> Exercise passage:

╔══

It was on a gloomy, rainy evening back in 1995, at my cosy local cinema, the Renoir, not far from London’s Russell Square, when it first dawned upon me. Watching films from unexpected and unusual places was my way to quench that everlasting hunger for getting to know the world and travelling in time and space. On that particular evening I was mesmerized by Milčo Mančevski’s ‘Before the Rain’. It was the story of a London-based war photographer, Alexander Kirkov, who decides to go back to his native Macedonia, that got me wondering about what it would feel like to return years later and discover my own homeland over again.


As it turned out, I was destined to go back to Azerbaijan – the place from where I had set off to explore the world - rather soon, and not years later, as I imagined that evening watching the Macedonian film. When you are a professional reporter, imagining and planning things far ahead is a silly business. My work as a journalist took me back to Azerbaijan on many an occasion. I happened to be in Baku on a tragic day when, to my anguish and disbelief, I had to report the terrorist bombing in the city’s underground that claimed the lives of dozens of innocent people, including that of one of my all-time favourite musicians. I travelled along the shores of the Caspian trying to investigate the mysterious cycle of the sea’s rising levels. I watched the construction of a major pipeline that stretched for thousands of miles from the Caspian shore all the way to the turquoise waters of the Mediterranean. I thought I had left no stone unturned discovering, as it were, my own country.

In the autumn of 2012, I was privileged to make another comeback, although this time not as a journalist, but in the more unusual role of guide. I spent two weeks travelling across the country, helping first French and then British travel journalists and photographers to discover for themselves what Azerbaijan has to offer. The journey took us to various corners of this ‘small, yet such a diverse place’, as one of the visitors called the country. From cobbled, curvy streets in the Old Town of Baku, to the medieval mausoleums and shrines of Nakhchivan, to six-domed synagogues in Quba’s Red Settlement, to the breathtaking slopes of the Caucasus surrounding Qabala, to cosy tea-houses and caravanserais in Sheki and an ancient Christian church in the village of Nij.

In search of the Prophet’s Ship

Most foreign visitors to Azerbaijan dedicate their time and whatever adventurous inclinations they may possess to discovering the mainland, hardly ever venturing as far as Nakhchivan. But those few real adventurers who made it to what is often described by the unattractive geopolitical term exclave experienced a feast of medieval history, untouched natural beauty and exquisite tastes of local dishes and fresh produce, such as citrus and walnuts, to name just two. Many tourists are baffled not so much by Nakhchivan’s unusual geographical detachment from the rest of the country, but rather by the numerous unfounded and wrong Internet entries about the history of this region. It was a myth that drew us to this mysterious and undiscovered corner of Azerbaijan. Mind you, archaeologists, historians and true followers of the Old Testament may dismiss the very term myth. The clue, as often, is in the name – many believe that the word Nakhchivan derived from the name of the Biblical prophet, Noah (Nuh - in Azerbaijani).

╚══

> Provided records:
╔══

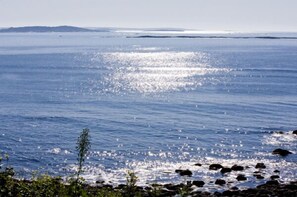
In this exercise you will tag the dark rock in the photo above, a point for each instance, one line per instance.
(274, 177)
(184, 172)
(220, 182)
(198, 183)
(215, 166)
(279, 132)
(173, 187)
(234, 188)
(260, 165)
(230, 193)
(225, 170)
(241, 177)
(281, 152)
(272, 182)
(237, 168)
(258, 176)
(107, 186)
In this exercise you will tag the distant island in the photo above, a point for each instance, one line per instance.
(43, 29)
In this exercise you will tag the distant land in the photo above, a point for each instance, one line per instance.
(43, 29)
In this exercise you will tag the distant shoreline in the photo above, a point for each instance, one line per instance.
(45, 29)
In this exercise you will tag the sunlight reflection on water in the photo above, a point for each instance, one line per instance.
(151, 72)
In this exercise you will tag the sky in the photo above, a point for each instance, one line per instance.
(214, 15)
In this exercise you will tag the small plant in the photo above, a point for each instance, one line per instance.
(156, 190)
(131, 187)
(83, 146)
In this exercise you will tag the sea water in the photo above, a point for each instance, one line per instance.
(153, 105)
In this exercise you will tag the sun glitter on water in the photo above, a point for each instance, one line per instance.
(152, 72)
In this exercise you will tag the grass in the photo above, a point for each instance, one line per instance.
(47, 186)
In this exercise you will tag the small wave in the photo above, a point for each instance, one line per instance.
(58, 151)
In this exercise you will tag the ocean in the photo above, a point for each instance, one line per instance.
(152, 104)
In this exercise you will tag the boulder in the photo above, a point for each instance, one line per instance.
(281, 152)
(184, 172)
(258, 176)
(198, 183)
(215, 166)
(260, 165)
(241, 177)
(272, 182)
(274, 177)
(220, 182)
(237, 168)
(225, 170)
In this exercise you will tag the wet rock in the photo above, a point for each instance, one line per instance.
(258, 176)
(230, 193)
(220, 182)
(272, 182)
(241, 177)
(198, 183)
(184, 172)
(281, 152)
(274, 177)
(234, 188)
(215, 166)
(279, 132)
(225, 170)
(260, 165)
(237, 168)
(173, 187)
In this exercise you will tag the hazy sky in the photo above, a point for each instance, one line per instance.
(240, 15)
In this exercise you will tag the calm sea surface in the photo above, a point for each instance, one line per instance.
(152, 105)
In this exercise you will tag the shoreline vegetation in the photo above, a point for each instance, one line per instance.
(48, 186)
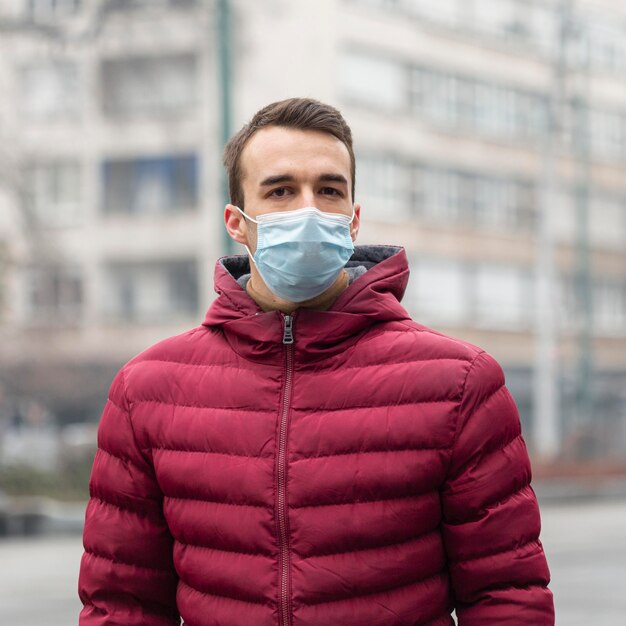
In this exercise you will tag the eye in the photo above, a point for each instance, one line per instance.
(331, 191)
(279, 192)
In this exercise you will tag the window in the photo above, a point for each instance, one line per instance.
(609, 306)
(373, 81)
(494, 16)
(442, 11)
(503, 297)
(54, 295)
(469, 198)
(497, 204)
(607, 221)
(438, 291)
(151, 185)
(607, 134)
(151, 291)
(440, 193)
(607, 49)
(49, 90)
(52, 9)
(53, 193)
(133, 85)
(384, 185)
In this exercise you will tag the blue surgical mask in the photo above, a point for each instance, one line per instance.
(301, 253)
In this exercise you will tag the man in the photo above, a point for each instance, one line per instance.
(309, 455)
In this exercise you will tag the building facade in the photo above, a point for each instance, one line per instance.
(490, 139)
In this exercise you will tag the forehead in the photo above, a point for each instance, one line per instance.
(277, 150)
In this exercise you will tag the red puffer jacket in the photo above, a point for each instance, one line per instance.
(346, 467)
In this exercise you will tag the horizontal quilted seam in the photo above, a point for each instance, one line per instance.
(495, 553)
(187, 451)
(382, 451)
(502, 499)
(161, 571)
(373, 406)
(409, 362)
(201, 406)
(139, 512)
(266, 555)
(209, 594)
(112, 610)
(421, 581)
(208, 501)
(406, 497)
(472, 486)
(506, 586)
(199, 364)
(421, 538)
(119, 457)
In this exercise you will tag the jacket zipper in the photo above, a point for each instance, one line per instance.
(284, 613)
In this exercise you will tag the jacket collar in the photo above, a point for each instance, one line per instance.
(380, 275)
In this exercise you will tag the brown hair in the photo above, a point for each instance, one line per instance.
(300, 113)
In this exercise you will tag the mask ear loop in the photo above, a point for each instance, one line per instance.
(244, 245)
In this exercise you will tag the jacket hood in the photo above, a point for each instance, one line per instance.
(379, 276)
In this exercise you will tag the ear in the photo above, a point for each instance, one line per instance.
(235, 224)
(356, 222)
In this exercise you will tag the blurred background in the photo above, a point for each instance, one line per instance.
(490, 138)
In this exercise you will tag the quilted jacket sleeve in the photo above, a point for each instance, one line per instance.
(126, 572)
(491, 524)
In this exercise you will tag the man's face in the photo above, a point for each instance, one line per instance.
(285, 169)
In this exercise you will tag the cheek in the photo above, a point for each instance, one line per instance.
(251, 237)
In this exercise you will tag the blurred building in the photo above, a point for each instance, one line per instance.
(490, 139)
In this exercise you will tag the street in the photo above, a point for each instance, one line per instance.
(585, 544)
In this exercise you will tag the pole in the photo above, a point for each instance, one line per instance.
(223, 38)
(547, 431)
(584, 374)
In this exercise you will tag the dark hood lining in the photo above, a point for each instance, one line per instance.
(362, 260)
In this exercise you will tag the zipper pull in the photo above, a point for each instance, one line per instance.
(288, 331)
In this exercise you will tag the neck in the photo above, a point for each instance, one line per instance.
(270, 302)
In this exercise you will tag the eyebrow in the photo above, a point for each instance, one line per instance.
(287, 178)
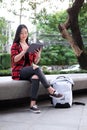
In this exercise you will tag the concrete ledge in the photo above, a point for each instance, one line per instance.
(11, 89)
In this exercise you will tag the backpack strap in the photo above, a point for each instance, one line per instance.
(78, 103)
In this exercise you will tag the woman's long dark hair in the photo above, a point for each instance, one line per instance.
(17, 35)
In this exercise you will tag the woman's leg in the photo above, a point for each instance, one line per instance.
(27, 74)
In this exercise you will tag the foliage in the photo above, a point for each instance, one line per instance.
(5, 62)
(3, 25)
(48, 23)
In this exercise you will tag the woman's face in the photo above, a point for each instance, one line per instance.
(23, 34)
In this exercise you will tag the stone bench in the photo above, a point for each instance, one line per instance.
(13, 89)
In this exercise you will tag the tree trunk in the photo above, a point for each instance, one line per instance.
(75, 40)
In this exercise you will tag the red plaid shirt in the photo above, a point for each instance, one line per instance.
(17, 66)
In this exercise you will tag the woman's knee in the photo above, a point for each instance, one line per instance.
(35, 77)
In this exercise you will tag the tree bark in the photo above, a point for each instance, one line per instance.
(75, 39)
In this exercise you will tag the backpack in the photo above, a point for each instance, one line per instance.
(64, 86)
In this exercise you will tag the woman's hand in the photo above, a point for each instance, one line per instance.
(25, 47)
(38, 53)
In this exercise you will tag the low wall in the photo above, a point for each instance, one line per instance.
(12, 89)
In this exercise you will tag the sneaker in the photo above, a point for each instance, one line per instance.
(35, 109)
(57, 95)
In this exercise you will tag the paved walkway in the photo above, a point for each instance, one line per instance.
(20, 118)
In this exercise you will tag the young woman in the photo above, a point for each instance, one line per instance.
(24, 66)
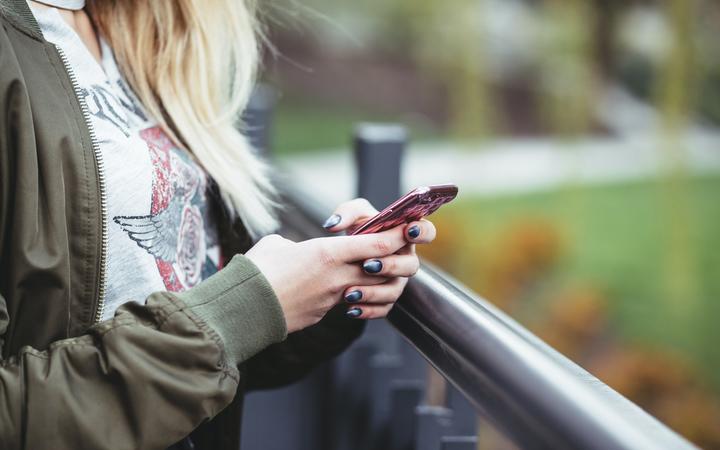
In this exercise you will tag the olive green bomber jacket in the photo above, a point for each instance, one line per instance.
(156, 371)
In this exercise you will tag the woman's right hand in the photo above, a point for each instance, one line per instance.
(310, 277)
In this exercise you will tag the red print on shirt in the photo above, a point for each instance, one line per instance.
(174, 231)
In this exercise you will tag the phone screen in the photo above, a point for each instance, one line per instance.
(415, 205)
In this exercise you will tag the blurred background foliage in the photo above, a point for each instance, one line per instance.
(622, 275)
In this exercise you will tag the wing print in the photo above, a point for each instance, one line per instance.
(158, 234)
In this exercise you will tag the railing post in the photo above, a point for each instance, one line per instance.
(432, 423)
(458, 443)
(379, 150)
(257, 119)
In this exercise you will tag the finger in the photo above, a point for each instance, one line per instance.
(369, 311)
(420, 232)
(348, 214)
(409, 249)
(380, 293)
(354, 275)
(392, 266)
(361, 247)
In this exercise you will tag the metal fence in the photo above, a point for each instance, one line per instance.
(376, 396)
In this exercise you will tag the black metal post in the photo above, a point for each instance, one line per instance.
(379, 150)
(257, 119)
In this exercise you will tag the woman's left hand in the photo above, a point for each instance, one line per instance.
(375, 301)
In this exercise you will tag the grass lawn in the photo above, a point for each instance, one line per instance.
(304, 126)
(656, 261)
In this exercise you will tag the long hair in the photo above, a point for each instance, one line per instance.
(192, 64)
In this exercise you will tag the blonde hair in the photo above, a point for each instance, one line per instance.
(192, 64)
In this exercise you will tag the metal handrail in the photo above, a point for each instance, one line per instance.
(533, 394)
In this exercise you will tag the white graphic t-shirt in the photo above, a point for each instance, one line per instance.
(161, 234)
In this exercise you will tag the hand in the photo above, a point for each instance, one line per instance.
(310, 277)
(376, 300)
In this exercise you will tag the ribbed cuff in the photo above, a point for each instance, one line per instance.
(241, 306)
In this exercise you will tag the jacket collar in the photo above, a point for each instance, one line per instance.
(18, 12)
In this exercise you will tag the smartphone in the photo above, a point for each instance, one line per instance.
(415, 205)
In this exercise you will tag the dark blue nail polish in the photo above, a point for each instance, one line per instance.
(353, 296)
(332, 221)
(414, 231)
(372, 266)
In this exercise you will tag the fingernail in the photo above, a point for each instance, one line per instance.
(414, 231)
(353, 296)
(332, 221)
(372, 266)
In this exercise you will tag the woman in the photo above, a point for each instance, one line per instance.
(129, 314)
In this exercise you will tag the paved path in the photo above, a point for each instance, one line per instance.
(515, 166)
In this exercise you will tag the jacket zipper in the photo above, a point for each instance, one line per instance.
(101, 182)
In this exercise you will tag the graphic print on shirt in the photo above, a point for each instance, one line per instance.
(174, 232)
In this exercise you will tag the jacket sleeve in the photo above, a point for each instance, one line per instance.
(291, 359)
(142, 380)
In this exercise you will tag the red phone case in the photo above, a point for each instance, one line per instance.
(415, 205)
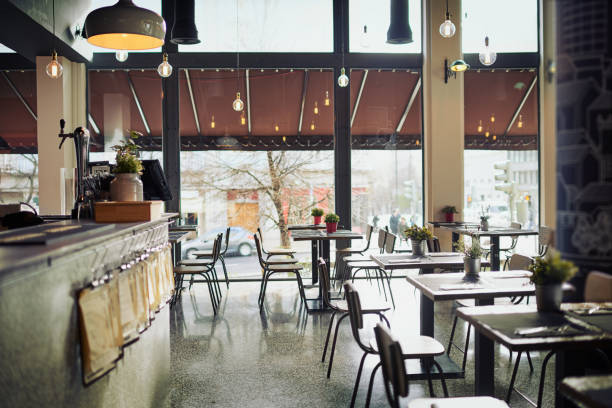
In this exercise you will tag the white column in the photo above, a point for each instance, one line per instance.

╚══

Please copy the stretch of the Azerbaijan passage from "In the autumn" through "village of Nij." word for word.

In the autumn of 2012, I was privileged to make another comeback, although this time not as a journalist, but in the more unusual role of guide. I spent two weeks travelling across the country, helping first French and then British travel journalists and photographers to discover for themselves what Azerbaijan has to offer. The journey took us to various corners of this ‘small, yet such a diverse place’, as one of the visitors called the country. From cobbled, curvy streets in the Old Town of Baku, to the medieval mausoleums and shrines of Nakhchivan, to six-domed synagogues in Quba’s Red Settlement, to the breathtaking slopes of the Caucasus surrounding Qabala, to cosy tea-houses and caravanserais in Sheki and an ancient Christian church in the village of Nij.